— Instructions for the task —
Return each line of the items below that contains the word "laptop", copying every such line unchanged.

— Entries —
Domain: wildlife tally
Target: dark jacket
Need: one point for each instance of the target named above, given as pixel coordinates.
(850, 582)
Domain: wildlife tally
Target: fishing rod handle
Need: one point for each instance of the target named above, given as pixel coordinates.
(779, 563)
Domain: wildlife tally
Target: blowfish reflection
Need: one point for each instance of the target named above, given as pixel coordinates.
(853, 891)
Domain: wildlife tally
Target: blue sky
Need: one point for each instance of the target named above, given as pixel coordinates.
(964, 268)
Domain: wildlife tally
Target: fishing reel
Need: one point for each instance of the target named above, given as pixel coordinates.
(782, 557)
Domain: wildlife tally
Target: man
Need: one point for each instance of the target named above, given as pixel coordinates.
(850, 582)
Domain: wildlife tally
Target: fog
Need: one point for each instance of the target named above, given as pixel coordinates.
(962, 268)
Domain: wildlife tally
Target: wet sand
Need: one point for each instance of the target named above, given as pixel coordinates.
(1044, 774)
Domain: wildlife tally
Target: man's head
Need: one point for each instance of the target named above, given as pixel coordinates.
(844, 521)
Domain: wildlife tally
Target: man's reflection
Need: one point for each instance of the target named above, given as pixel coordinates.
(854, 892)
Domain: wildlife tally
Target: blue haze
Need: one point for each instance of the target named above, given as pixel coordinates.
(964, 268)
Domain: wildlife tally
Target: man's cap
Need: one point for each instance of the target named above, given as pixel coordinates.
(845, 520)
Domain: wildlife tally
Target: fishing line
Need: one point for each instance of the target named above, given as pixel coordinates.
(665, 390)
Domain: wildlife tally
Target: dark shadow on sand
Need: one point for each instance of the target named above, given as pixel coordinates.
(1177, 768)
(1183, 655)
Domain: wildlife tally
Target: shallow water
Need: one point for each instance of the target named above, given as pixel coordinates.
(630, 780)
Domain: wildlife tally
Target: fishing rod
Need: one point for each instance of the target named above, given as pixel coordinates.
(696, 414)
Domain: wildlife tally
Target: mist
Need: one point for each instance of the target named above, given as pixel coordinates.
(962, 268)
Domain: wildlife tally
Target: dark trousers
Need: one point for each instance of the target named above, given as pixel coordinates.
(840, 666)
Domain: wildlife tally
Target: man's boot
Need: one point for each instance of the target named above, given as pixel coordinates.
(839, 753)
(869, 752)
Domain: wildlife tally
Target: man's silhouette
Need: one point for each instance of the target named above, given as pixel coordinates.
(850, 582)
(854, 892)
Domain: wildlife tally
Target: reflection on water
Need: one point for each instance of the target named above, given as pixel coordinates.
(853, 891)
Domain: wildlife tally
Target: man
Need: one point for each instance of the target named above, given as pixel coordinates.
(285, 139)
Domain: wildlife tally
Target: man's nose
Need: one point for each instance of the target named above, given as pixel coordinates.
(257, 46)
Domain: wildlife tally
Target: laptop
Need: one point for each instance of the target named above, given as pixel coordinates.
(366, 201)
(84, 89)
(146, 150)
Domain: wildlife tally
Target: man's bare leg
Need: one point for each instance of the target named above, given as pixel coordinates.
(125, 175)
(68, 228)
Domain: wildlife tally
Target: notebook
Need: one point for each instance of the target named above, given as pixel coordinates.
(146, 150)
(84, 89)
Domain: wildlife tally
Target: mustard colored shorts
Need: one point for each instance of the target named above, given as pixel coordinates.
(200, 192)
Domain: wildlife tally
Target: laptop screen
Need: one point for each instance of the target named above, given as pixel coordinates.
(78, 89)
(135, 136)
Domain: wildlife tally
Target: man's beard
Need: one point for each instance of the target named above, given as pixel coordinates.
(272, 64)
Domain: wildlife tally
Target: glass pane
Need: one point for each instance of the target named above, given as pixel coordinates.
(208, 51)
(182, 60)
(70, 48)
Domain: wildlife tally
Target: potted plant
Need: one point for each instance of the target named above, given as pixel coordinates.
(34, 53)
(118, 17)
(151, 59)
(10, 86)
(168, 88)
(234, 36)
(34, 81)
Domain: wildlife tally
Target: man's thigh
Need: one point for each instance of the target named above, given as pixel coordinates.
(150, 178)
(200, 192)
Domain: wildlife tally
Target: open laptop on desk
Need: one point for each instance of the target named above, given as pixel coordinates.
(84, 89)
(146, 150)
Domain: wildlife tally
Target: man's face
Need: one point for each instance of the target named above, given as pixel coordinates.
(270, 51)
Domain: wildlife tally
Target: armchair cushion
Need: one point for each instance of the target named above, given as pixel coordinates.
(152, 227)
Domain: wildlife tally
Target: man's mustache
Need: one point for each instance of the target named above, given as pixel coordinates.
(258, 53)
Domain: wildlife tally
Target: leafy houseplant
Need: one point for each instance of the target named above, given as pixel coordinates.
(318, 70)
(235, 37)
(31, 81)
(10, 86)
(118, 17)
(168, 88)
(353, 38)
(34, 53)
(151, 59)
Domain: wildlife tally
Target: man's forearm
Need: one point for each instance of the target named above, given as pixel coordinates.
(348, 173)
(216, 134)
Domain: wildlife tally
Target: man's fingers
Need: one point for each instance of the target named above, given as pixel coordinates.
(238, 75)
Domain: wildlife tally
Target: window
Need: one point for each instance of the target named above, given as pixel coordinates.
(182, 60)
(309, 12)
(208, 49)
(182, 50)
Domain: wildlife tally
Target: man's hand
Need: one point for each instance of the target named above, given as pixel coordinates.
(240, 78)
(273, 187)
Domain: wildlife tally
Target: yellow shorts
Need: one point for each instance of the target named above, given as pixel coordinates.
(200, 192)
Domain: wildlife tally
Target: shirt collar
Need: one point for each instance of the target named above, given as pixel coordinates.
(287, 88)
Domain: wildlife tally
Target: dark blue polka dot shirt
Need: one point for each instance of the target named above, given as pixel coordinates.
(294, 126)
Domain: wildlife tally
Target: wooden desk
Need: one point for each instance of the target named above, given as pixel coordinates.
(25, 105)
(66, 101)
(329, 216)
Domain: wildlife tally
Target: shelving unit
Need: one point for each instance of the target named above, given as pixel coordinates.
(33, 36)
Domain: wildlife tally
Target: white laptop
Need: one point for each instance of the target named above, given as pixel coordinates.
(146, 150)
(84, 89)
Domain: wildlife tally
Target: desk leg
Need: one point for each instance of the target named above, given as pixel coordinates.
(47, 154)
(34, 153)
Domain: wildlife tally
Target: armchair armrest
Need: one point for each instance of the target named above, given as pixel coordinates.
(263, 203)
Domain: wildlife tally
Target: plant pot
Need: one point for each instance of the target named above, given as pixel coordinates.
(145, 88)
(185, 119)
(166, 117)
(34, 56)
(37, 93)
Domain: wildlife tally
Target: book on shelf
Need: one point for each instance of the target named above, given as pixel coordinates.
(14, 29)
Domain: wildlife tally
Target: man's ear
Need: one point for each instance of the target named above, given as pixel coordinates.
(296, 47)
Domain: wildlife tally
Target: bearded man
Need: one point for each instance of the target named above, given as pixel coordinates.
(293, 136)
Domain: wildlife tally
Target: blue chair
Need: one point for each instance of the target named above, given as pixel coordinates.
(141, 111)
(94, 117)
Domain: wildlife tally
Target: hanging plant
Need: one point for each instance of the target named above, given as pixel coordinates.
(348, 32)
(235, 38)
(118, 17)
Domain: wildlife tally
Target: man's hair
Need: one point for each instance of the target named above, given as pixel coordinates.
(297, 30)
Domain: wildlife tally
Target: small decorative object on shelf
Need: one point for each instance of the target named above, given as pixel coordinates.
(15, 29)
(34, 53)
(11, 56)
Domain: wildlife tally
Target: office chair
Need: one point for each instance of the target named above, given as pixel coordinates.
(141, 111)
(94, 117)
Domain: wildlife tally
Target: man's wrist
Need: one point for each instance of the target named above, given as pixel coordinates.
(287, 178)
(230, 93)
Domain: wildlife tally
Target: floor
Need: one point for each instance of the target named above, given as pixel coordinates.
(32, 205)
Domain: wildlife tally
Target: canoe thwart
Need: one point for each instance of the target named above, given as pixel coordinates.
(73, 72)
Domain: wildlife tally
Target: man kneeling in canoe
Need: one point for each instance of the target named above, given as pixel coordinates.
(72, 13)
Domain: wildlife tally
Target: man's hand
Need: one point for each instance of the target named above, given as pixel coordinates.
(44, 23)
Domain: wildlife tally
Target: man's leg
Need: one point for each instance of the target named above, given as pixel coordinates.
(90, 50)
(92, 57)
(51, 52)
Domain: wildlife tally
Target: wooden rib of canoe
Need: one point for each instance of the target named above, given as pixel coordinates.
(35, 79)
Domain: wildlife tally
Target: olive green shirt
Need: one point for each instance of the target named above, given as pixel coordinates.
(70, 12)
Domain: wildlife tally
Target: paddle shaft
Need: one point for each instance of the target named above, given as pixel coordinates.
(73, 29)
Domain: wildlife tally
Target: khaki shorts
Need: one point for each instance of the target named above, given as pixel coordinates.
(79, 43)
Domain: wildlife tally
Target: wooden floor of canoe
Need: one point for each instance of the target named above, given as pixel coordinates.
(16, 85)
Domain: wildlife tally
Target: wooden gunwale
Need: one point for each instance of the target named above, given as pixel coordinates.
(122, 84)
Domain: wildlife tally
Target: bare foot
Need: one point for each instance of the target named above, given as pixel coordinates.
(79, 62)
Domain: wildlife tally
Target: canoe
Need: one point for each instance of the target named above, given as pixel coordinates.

— Full answer —
Target: laptop
Target: laptop screen
Target: open laptop on desk
Target: white laptop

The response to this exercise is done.